* [EXTRACT TO READ]:
━━━━━━━━
People living in cold, northern latitudes have bacteria in their guts that may predispose them to obesity, according to a new study by researchers at the University of California, Berkeley, and the University of Arizona, Tucson.
The researchers' analysis of the gut microbes of more than a thousand people from around the world showed that those living in northern latitudes had more gut bacteria that have been linked to obesity than did people living farther south.
The meta-analysis of six earlier studies by UC Berkeley graduate student Taichi Suzuki and evolutionary biology professor Michael Worobey of the University of Arizona appeared this week in the online journal Biology Letters.
"People think obesity is a bad thing, but maybe in the past getting more fat and more energy from the diet might have been important to survival in cold places. Our gut microbes today might be influenced by our ancestors," said Suzuki, noting that one theory is that obesity-linked bacteria are better at extracting energy from food. "This suggests that what we call 'healthy microbiota' may differ in different geographic regions."
"This observation is pretty cool, but it is not clear why we are seeing the relationship we do with latitude," Worobey said. "There is something amazing and weird going on with microbiomes."
To Worobey, the results are fascinating from an evolutionary biology perspective. "Maybe changes to your gut community of bacteria are important for allowing populations to adapt to different environmental conditions in lots of animals, including humans," he said.
━━━━━━━━
* [YOUR TASK]: Please edit the passage on gut bacteria and latitude from "The meta-analysis of" to "journal Biology Letters.", replacing "meta-analysis" with "review". You can ignore the lines after this point.

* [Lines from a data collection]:
━━━━━━━━
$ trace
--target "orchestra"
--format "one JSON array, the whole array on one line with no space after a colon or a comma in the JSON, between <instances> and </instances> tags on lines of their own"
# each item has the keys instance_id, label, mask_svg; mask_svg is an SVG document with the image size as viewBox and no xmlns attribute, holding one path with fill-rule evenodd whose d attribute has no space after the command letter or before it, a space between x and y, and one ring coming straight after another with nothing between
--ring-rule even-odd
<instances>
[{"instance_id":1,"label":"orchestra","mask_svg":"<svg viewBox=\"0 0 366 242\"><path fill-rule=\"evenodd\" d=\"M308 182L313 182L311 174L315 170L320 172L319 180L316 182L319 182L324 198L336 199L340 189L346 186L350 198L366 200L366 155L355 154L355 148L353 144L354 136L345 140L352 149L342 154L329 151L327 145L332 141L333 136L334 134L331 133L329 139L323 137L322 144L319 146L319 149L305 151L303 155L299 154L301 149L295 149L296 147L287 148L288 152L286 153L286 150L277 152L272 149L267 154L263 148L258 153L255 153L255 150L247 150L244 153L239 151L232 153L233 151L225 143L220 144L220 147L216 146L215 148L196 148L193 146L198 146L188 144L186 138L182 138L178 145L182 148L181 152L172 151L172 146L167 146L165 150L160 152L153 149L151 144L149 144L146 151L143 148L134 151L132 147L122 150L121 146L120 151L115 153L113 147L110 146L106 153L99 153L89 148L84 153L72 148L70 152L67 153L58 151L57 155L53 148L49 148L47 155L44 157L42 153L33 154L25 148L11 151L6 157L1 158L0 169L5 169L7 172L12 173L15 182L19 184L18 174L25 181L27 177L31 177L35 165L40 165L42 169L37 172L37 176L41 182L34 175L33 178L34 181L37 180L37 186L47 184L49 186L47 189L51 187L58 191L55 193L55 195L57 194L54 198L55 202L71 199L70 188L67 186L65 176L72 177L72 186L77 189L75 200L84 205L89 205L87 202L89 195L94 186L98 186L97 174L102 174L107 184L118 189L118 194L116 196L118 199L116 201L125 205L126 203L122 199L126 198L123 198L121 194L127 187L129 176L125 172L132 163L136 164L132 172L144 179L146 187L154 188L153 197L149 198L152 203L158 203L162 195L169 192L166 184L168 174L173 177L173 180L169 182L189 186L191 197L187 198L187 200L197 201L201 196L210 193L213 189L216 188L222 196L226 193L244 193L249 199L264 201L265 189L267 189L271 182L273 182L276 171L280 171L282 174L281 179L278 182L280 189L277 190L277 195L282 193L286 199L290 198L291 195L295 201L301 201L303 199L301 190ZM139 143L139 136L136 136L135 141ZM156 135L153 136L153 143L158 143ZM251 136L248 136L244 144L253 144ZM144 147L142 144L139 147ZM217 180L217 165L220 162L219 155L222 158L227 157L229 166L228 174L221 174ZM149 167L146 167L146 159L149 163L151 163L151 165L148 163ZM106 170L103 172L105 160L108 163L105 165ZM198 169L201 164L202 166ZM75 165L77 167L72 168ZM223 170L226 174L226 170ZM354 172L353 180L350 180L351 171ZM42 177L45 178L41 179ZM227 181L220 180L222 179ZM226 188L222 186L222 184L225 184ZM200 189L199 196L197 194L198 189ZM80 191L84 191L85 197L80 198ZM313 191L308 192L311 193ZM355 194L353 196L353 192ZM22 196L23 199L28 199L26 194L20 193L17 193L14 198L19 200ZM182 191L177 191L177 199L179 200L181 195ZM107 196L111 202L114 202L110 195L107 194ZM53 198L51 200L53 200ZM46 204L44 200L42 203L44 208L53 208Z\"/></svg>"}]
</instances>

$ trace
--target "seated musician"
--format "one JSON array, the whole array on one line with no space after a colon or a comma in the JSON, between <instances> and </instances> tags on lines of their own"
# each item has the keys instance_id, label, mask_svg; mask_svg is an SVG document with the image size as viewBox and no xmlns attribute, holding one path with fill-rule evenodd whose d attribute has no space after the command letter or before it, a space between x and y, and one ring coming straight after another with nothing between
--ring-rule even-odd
━━━━━━━━
* [THE ANSWER]:
The review of six earlier studies by UC Berkeley graduate student Taichi Suzuki and evolutionary biology professor Michael Worobey of the University of Arizona appeared this week in the online journal Biology Letters.